- PROBLEM DESCRIPTION
Nothing but the text belongs in the answer: the listing below, copied exactly, without pictures.

--*--

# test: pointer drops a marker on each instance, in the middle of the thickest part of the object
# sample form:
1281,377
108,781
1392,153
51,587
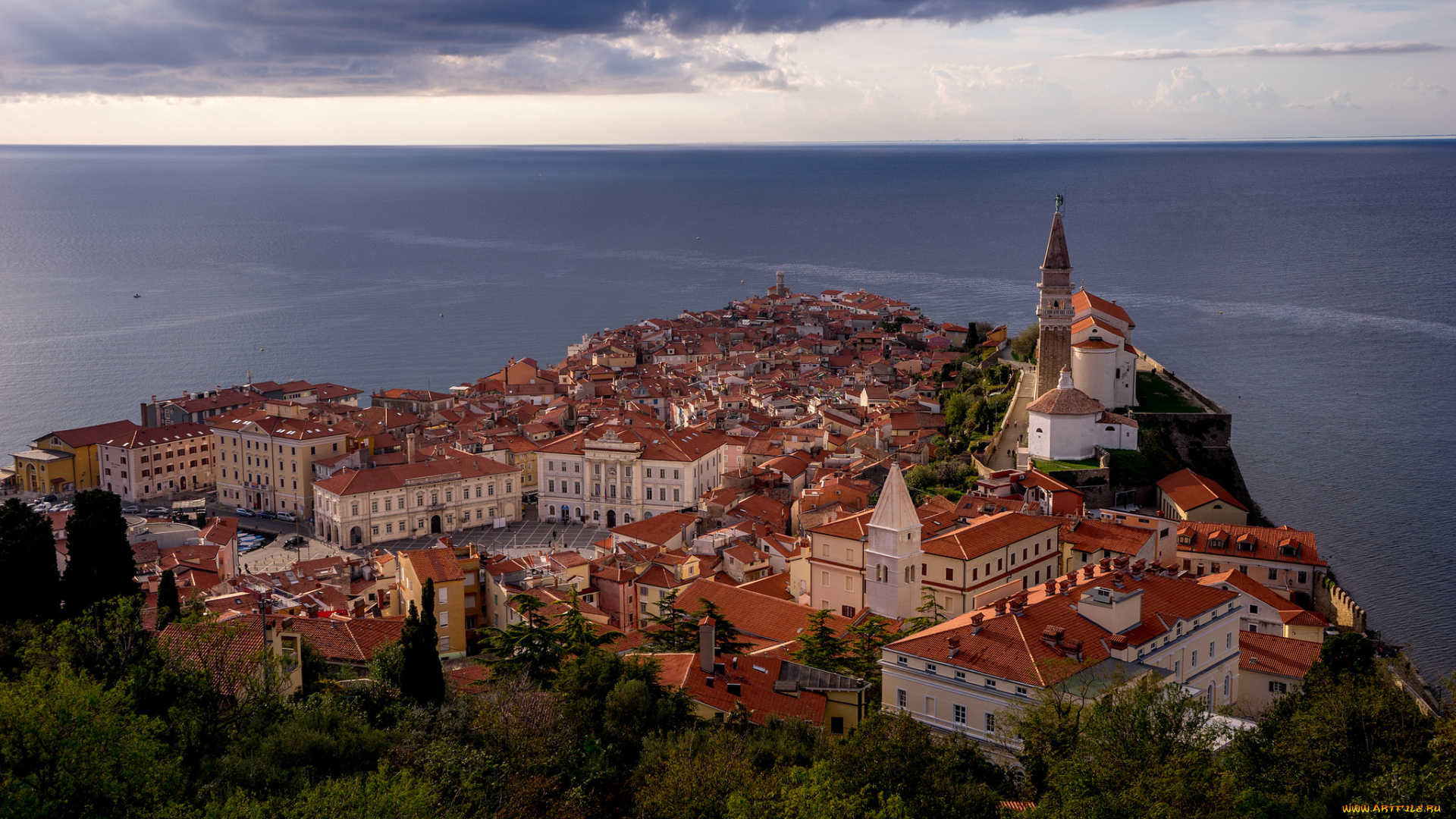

--*--

- COMPLETED EXERCISE
# test: pointer drops a marker on each instance, in the middle of the thickest part of the object
# sample form:
1281,377
108,781
1392,153
51,587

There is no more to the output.